(begin)

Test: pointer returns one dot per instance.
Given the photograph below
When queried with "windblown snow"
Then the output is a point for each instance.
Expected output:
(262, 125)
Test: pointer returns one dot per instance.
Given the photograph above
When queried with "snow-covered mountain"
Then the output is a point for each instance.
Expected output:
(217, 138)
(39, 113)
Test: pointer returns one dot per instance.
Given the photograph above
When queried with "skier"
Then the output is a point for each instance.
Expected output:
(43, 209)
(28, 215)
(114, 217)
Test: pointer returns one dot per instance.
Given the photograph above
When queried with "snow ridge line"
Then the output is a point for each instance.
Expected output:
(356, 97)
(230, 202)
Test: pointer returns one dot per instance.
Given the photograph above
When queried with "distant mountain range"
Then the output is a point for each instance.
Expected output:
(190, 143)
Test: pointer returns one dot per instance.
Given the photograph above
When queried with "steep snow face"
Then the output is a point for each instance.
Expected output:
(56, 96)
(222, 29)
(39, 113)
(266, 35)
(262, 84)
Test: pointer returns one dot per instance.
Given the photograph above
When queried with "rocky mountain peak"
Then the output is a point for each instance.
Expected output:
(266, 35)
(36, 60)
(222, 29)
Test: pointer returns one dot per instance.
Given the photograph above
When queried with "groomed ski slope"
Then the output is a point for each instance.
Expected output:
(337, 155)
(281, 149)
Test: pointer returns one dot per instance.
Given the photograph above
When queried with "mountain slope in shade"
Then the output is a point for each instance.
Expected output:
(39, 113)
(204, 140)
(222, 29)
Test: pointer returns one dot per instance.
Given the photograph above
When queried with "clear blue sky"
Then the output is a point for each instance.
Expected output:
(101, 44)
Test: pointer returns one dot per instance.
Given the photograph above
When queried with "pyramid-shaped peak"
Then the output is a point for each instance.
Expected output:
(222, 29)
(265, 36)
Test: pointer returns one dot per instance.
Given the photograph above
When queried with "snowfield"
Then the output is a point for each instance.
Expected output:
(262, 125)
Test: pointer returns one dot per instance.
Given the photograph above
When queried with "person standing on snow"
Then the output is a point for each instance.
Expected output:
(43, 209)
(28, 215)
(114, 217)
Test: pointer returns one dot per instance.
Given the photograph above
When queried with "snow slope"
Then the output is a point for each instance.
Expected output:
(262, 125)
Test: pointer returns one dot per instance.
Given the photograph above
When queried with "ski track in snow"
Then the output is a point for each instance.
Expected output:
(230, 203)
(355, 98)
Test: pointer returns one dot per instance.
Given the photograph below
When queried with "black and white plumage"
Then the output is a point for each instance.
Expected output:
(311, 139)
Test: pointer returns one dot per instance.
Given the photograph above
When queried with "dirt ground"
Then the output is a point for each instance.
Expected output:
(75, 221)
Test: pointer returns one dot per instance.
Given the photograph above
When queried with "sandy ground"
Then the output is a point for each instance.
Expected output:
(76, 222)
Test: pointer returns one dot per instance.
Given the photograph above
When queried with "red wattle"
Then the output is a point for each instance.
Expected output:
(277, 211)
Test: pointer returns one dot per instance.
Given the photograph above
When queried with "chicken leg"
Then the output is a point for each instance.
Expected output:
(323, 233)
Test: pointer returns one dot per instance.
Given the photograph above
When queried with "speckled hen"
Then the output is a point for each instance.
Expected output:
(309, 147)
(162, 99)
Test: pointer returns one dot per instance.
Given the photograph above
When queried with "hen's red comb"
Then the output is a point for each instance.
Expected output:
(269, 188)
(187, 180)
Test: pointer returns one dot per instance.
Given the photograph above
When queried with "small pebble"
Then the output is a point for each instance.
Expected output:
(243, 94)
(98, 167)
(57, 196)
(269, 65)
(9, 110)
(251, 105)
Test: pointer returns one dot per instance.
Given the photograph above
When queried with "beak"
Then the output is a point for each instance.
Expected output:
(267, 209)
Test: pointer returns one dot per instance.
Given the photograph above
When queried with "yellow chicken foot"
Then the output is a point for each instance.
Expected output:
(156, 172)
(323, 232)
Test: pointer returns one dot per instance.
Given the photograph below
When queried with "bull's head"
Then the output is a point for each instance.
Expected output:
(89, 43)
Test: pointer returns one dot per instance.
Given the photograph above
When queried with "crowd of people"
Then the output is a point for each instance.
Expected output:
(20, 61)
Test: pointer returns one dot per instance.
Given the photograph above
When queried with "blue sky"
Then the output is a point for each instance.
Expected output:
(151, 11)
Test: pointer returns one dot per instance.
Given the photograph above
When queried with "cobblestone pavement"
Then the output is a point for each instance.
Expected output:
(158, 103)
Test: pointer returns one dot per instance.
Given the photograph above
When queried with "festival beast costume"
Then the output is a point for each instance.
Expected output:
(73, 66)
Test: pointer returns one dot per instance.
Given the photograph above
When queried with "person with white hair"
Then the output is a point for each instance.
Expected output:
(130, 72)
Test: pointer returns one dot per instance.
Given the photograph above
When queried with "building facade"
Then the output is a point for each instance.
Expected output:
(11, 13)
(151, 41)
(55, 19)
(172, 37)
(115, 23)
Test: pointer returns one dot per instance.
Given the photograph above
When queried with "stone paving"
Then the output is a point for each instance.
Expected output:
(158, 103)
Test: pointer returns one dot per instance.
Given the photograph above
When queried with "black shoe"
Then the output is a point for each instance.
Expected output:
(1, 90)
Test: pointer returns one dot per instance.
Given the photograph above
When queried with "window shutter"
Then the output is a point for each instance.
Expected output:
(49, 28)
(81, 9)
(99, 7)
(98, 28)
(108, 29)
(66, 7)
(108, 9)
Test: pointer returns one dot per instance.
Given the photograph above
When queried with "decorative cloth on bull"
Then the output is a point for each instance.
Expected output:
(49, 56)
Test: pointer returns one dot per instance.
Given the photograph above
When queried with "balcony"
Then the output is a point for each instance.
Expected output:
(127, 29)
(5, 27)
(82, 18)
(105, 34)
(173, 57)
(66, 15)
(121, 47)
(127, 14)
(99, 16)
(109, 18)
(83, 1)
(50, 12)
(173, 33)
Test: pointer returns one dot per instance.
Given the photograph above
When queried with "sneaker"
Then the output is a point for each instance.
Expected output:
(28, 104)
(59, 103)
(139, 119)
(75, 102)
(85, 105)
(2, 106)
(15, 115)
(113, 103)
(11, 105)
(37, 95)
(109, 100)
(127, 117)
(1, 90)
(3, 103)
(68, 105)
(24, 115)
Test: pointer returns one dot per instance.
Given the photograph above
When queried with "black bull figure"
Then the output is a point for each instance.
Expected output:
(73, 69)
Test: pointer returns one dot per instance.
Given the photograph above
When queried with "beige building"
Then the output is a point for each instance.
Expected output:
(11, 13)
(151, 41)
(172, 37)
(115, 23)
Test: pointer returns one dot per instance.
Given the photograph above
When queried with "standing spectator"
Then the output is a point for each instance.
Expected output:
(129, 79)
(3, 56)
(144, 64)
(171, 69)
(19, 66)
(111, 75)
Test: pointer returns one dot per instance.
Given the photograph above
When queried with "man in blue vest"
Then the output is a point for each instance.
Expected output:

(end)

◆ What is being asked ◆
Give the data again, exactly as it stands.

◆ Result below ◆
Test: pointer returns one dot per instance.
Given the photograph below
When queried with "windblown snow"
Then the output is a point for each instance.
Expected output:
(262, 125)
Test: pointer returns one dot per instance.
Given the photograph above
When queried with "snow-covered mountain"
Then the output is a point for each instance.
Expected output:
(217, 138)
(39, 113)
Test: pointer returns one dot per instance.
Given the photograph above
When queried with "skier"
Then the output is a point for each instance.
Expected output:
(43, 209)
(28, 215)
(114, 217)
Test: pointer returns one dot per instance.
Given the photograph above
When queried with "snow ridge line"
Then the output is a point for each instance.
Expected output:
(356, 97)
(230, 202)
Test: pointer returns one dot per instance.
Given the photograph above
When queried with "distant mountain range"
Then the output is a point for each instance.
Expected output:
(190, 143)
Test: pointer returns one dot per instance.
Given the photograph above
When queried with "steep snow face"
Then the output is a point for each instance.
Expected output:
(56, 96)
(222, 29)
(39, 113)
(266, 35)
(262, 84)
Test: pointer returns one dot per instance.
Given the photograph above
When queried with "rocky mountain peak"
Then the output is a point for each instance.
Expected output:
(266, 35)
(36, 60)
(222, 29)
Test: pointer returns one dot per instance.
Given the photograph above
When queried with "groomed ski slope"
Then the output is a point for each instance.
Expected output:
(337, 155)
(281, 149)
Test: pointer returns one dot per instance.
Given the photograph above
When queried with "mountain slope in shade"
Then the output is a point for each instance.
Expected output:
(39, 113)
(204, 140)
(222, 29)
Test: pointer returns one dot per instance.
Given the photograph above
When queried with "clear blue sky"
Then the output is a point for each instance.
Expected output:
(101, 44)
Test: pointer returns one dot per instance.
Given the photograph above
When queried with "pyramid-shaped peak"
Then the output is a point for each instance.
Expected output:
(222, 29)
(265, 36)
Test: pointer returns one dot per instance.
Given the photograph above
When queried with "snowfield"
Then the output is a point for each instance.
Expected output:
(262, 125)
Test: pointer returns one dot per instance.
Given the photograph above
When queried with "person standing on snow"
Then the output is a point for each instance.
Expected output:
(43, 209)
(28, 215)
(114, 217)
Test: pointer returns one dot per instance.
Given the photograph above
When queried with "snow slope"
Then the output is a point for each instance.
Expected output:
(262, 125)
Test: pointer returns one dot per instance.
Given the photograph above
When queried with "ski track in snow"
Then the output is a point for each instance.
Expected output:
(230, 203)
(355, 98)
Test: pointer returns one dot per instance.
Given the photograph below
When queried with "black and white plumage"
Then the output is a point for each instance.
Expected output:
(311, 139)
Test: pointer returns one dot per instance.
Given the photograph above
When queried with "dirt ground"
Then the output is a point for each instance.
Expected output:
(75, 221)
Test: pointer returns one dot per instance.
Given the photograph above
When queried with "sandy ground"
Then the output is a point for each instance.
Expected output:
(76, 222)
Test: pointer returns one dot per instance.
Given the photograph above
When queried with "red wattle"
Then the output is a point for each instance.
Expected output:
(277, 211)
Test: pointer returns one dot per instance.
Given the photograph above
When queried with "chicken leg"
Then the output is a point for each instance.
Expected output:
(323, 233)
Test: pointer returns one dot per instance.
Given the photograph above
When queried with "speckled hen"
Then the output is a point for each instance.
Expected output:
(309, 147)
(162, 99)
Test: pointer returns one dot per instance.
Given the photograph above
When queried with "hen's red comb"
Then the output is a point for each instance.
Expected output:
(269, 188)
(187, 180)
Test: pointer returns one dot per instance.
Given the photograph above
When queried with "small pebble"
Then the output is a point for each instance.
Expected output:
(243, 94)
(98, 167)
(57, 196)
(269, 65)
(9, 110)
(251, 105)
Test: pointer returns one dot per instance.
Given the photograph above
When queried with "beak"
Then the output is a point for each instance.
Expected output:
(267, 209)
Test: pointer returns one dot per instance.
Given the photograph above
When queried with "yellow chicken foot"
Then the output is a point for each instance.
Expected output:
(156, 172)
(323, 232)
Test: pointer returns one dot per instance.
Given the photograph below
When queried with "bull's head"
Then the output is a point for each instance.
Expected output:
(89, 43)
Test: pointer returns one dot per instance.
Given the photograph above
When queried with "crowd of people"
Then the output is a point for each instance.
Expected output:
(20, 61)
Test: pointer returns one dot per instance.
Given the photograph above
When queried with "blue sky"
Then the output is a point for each instance.
Expected output:
(151, 11)
Test: pointer returns one dot per instance.
Given the photograph above
When queried with "cobblestone pavement"
Then the output is a point for each instance.
Expected output:
(158, 103)
Test: pointer returns one dot per instance.
Given the photograph above
When queried with "festival beast costume"
Then the output is a point for each instance.
Expected output:
(73, 66)
Test: pointer returns one dot per instance.
Given the photograph above
When queried with "person with white hair"
Then the output is a point for each instance.
Expected output:
(130, 72)
Test: pointer returns one dot per instance.
Given the photograph above
When queried with "building facade"
Then the output is a point for each instance.
Expected output:
(11, 13)
(151, 41)
(55, 19)
(172, 37)
(115, 23)
Test: pointer returns one dot per instance.
Given the photograph above
When queried with "stone paving"
Then the output is a point for each instance.
Expected output:
(158, 103)
Test: pointer returns one dot per instance.
Given the photograph above
When queried with "black shoe"
Then the output is a point for each instance.
Expected output:
(1, 90)
Test: pointer returns one dot per instance.
Given the photograph above
When queried with "window shutter"
Then the output is a point for each instance.
Expected output:
(49, 28)
(81, 9)
(99, 7)
(98, 28)
(108, 29)
(66, 7)
(108, 9)
Test: pointer returns one dot per instance.
Given the photograph above
When queried with "decorative cloth on bull"
Then the output is a point for each instance.
Expected output:
(49, 56)
Test: pointer returns one dot per instance.
Given the photograph above
When queried with "balcony"
Then the output is a point for each instance.
Expected output:
(127, 29)
(5, 27)
(82, 18)
(105, 34)
(173, 57)
(66, 15)
(121, 47)
(127, 14)
(99, 16)
(109, 18)
(83, 1)
(50, 12)
(173, 33)
Test: pointer returns one dot per instance.
Given the photograph above
When queried with "sneaker"
Then the output is a point for each instance.
Expected output:
(28, 104)
(59, 103)
(139, 119)
(75, 102)
(85, 105)
(2, 106)
(15, 115)
(113, 103)
(11, 105)
(37, 95)
(109, 100)
(127, 117)
(1, 90)
(3, 103)
(68, 105)
(24, 115)
Test: pointer returns one dot per instance.
Given the photograph above
When queried with "black bull figure"
Then the output is a point for each instance.
Expected output:
(73, 69)
Test: pointer returns one dot per instance.
Given the photograph above
When queried with "beige building"
Then the output is a point for each instance.
Expected output:
(11, 13)
(151, 41)
(172, 37)
(115, 23)
Test: pointer returns one dot per instance.
Given the photograph above
When queried with "standing spectator"
Then the output is a point for each instance.
Expected output:
(129, 79)
(3, 56)
(144, 64)
(171, 69)
(19, 66)
(111, 75)
Test: pointer returns one dot per instance.
Given the photograph above
When queried with "man in blue vest"
Then the output is a point for each instance.
Expected output:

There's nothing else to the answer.